→ DATA SHOWN:
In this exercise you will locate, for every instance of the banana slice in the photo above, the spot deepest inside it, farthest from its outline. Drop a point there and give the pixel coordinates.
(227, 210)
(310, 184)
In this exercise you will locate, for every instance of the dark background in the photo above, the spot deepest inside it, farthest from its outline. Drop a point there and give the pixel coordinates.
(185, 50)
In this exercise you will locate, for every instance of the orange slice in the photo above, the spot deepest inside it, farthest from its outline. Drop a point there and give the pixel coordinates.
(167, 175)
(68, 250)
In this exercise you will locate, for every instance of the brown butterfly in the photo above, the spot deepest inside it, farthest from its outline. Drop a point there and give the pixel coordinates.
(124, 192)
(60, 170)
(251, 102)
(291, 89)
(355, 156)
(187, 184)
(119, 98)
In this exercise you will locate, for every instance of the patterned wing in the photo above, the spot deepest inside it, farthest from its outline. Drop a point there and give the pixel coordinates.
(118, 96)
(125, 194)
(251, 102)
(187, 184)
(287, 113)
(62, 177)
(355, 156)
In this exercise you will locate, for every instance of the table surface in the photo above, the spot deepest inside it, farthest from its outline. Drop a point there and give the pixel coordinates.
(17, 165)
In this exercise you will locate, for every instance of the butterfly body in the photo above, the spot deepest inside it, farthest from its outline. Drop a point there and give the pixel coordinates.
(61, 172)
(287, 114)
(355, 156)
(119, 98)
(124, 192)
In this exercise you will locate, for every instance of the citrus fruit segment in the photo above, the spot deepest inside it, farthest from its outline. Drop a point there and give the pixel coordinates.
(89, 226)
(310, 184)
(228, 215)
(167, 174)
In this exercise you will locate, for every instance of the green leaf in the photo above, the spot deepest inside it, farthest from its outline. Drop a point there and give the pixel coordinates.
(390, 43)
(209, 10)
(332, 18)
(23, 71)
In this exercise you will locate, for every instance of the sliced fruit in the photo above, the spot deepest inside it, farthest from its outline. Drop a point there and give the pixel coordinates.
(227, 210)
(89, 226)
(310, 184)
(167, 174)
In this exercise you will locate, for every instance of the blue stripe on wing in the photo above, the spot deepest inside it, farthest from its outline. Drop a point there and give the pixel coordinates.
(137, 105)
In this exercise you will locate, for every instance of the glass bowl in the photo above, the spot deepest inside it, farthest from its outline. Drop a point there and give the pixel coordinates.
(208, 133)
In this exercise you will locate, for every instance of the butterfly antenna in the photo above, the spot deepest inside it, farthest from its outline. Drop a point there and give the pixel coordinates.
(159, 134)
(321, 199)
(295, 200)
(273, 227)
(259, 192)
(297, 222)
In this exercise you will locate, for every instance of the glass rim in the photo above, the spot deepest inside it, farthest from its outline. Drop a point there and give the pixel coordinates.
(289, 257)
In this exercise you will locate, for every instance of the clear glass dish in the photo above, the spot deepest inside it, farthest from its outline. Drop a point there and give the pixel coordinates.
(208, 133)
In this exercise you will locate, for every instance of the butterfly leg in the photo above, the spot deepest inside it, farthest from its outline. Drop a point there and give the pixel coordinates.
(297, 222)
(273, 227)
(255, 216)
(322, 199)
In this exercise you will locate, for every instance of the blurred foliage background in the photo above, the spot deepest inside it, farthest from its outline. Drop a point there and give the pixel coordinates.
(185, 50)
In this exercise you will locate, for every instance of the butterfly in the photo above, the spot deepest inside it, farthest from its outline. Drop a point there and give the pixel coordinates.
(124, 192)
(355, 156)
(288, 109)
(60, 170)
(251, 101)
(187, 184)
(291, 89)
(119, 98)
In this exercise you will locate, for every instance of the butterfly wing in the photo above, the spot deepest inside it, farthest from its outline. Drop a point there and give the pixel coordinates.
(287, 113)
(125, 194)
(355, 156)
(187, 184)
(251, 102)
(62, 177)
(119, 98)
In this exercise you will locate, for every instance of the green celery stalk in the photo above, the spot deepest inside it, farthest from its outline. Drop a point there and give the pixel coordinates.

→ SHORT EXERCISE:
Your task is to print the whole listing again exactly.

→ OUTPUT FOR THIS TASK:
In this exercise you will locate, for every instance of the banana slice in the photo above, the spot deepest inside it, farthest from its outline. Drop a point there and give the pixel coordinates.
(227, 210)
(310, 184)
In this exercise you will locate, for every instance of the dark background in the photo above, the spot deepest inside it, farthest from its outline. Drop a point there and give the pixel coordinates.
(185, 50)
In this exercise you will locate, for every instance of the orange slice in the photo above, the spot deepest inside it, farthest from its outline. Drop a point there and give the pixel coordinates.
(167, 175)
(68, 250)
In this exercise you will locate, for every instance of the brown butterfly in the photo above, the spot deepest inside it, farthest from its outline. Drop a point there and give the pixel coordinates.
(124, 192)
(60, 170)
(251, 102)
(291, 89)
(355, 156)
(187, 184)
(119, 98)
In this exercise you will locate, for every instance of the patterned wing in the photo above, the spot deepest inside it, farthest from its outline. Drop a point there and give the pixel coordinates.
(118, 96)
(125, 194)
(251, 102)
(187, 184)
(287, 113)
(62, 177)
(355, 156)
In this exercise you will locate, for every instance of the table surface in the photo above, the spot deepest inside it, farthest from its outline. Drop a point there and give the pixel coordinates.
(17, 165)
In this exercise you will locate, for every instance of the butterfly body in the photo above, the spot deepest inside it, farthest from its outline. Drop a point there and give the pixel coordinates.
(61, 172)
(287, 114)
(355, 156)
(119, 98)
(124, 192)
In this exercise you will locate, for every instance of the citrus fruit segment in the photo above, the spot deepest inside it, farthest from its outline. Drop a point there and give the pixel coordinates.
(89, 226)
(310, 184)
(228, 215)
(167, 174)
In this exercise you will locate, for every instance of the green leaf in the photo above, the spot deepest inside it, farthest from its outline. Drop a point there and give the pixel coordinates.
(390, 43)
(209, 10)
(332, 18)
(23, 71)
In this exercise you will locate, for every instance of the sliced fruit in the photo above, the spot deepest inside it, farthest from its outline. Drop a point there and give the pixel coordinates.
(227, 210)
(89, 226)
(310, 184)
(167, 174)
In this exercise you will locate, for every instance of the blue stripe on wing in the photo above, the spot deepest inside it, farthest from its outline. Drop a point there and give the pixel coordinates.
(137, 105)
In this exercise you will locate, for every instance of the glass bowl in the photo above, the spot deepest inside it, farthest from its outline. Drop a point there and give the pixel coordinates.
(208, 133)
In this exercise you will locate, for every instance of the butterfly antenna in the photo above, the spot deepest inside it, farthest from its outline. Drop a point there and give the pixel coordinates.
(159, 134)
(321, 199)
(295, 200)
(273, 227)
(259, 192)
(297, 222)
In this exercise you will locate, for every instance of the glass rim in the photo above, the spot deepest inside it, farthest from its outline. Drop a point there and give the pixel coordinates.
(289, 257)
In this exercise you will locate, for every instance of the clear glass dish in the photo above, the spot deepest inside it, farthest from its outline. Drop a point there and give the pixel coordinates.
(208, 133)
In this exercise you will locate, for every instance of the butterfly leg in the photo above, the spot deepest inside it, farthest from its outline. Drop a point there and give the pixel coordinates.
(297, 222)
(273, 227)
(255, 216)
(322, 199)
In this exercise you will locate, for every instance of the blurred foliage background in the photo above, the spot deepest inside it, farthest from its outline. Drop a point there and give the pixel coordinates.
(185, 50)
In this exercise you will locate, for every instance of the butterfly in the photo above, the spot deepest inside it, farthest from its outline. Drop a point there and give the pixel coordinates.
(124, 192)
(355, 156)
(288, 109)
(60, 170)
(251, 101)
(187, 184)
(291, 89)
(119, 98)
In this exercise you will locate, for every instance of the butterfly wing in the photo above, the spot deepest inside it, farthest from its outline. Drop a point there and give the pixel coordinates.
(287, 113)
(125, 194)
(355, 156)
(187, 184)
(251, 102)
(62, 177)
(119, 98)
In this exercise you will locate, for every instance of the green celery stalk in the photo above, the spot deepest inside it, farthest from its outline. Drop a point there and give the pixel coordinates.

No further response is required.